EP2909456B1

EP2909456B1 - Mechanical coolant pump

Info

Publication number: EP2909456B1
Application number: EP12791439.8A
Authority: EP
Inventors: Arnaud Fournier; Gerald PICCO; Damien CHARPENTIER
Original assignee: Pierburg Pump Technology GmbH
Current assignee: Pierburg Pump Technology GmbH
Priority date: 2012-10-19
Filing date: 2012-10-19
Publication date: 2016-10-05
Anticipated expiration: 2032-10-19
Also published as: CN104797794B; US20150337715A1; WO2014060041A1; EP2909456A1; US9574485B2; CN104797794A

Description

The present invention refers to a mechanical coolant pump for an internal combustion engine. A mechanical coolant pump is driven by the combustion engine, for example by using a driving belt driving a driving wheel of the pump, so that the rotational speed of the coolant pump is proportional to the rotational speed of the combustion engine. As long as the combustion engine is cold no coolant flow is needed. Therefore, mechanical coolant pumps can be provided with an outlet valve arrangement for controlling the coolant flow leaving the coolant pump. As long as the combustion engine is cold, the outlet valve is closed so that the circulation of the lubricant is reduced, minimized or completely stopped, with the result that the combustion engine's warming-up phase is shortened and the energy consumption of the coolant pump is reduced.

■ **Dataset extract**:
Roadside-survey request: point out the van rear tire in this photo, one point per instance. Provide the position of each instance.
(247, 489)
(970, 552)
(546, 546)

■ **Required work**:
1. Using the coolant pump patent, explain in one to three sentences why the rotational speed of a mechanical coolant pump is proportional to that of the combustion engine.
2. Answer these questions from the coolant pump patent:
(a) What is the priority date?
(b) Who is the current assignee?
(c) What does the outlet valve arrangement control?
3. Extend the description in the coolant pump patent, picking up right after its last sentence.

■ **Answers for the tasks**:
1. A mechanical coolant pump is driven by the combustion engine itself, for example through a driving belt that turns the pump's driving wheel. Because the engine drives the pump directly, the pump's rotational speed is proportional to the engine's rotational speed.

2.
(a) 2012-10-19
(b) Pierburg Pump Technology GmbH
(c) The coolant flow leaving the coolant pump

3.
WO 2010/146609 A1 , JP S48 104 103 , JP H04 237 898 and WO 2011/101019 A1 disclose an impeller-type mechanical coolant pump with an outlet valve arrangement between the outlet volute and the pump outlet. The valve body is provided as a flap. However, high opening or closing forces are needed to open the valve flap against the pressure of the coolant pushing the valve flap in the closed position. WO 2011/095907 A1 discloses a modular outlet valve arrangement with a pivotable flap. EP 2 229 084 A discloses a shiftable valve sheet.
It is an object of the invention to provide a mechanical coolant pump for an internal combustion engine with an outlet valve arrangement with a good long-term coolant tightness of the closed valve and with low actuation forces needed for opening and closing the valve body.
This object is solved with a mechanical coolant pump with the features of claim 1.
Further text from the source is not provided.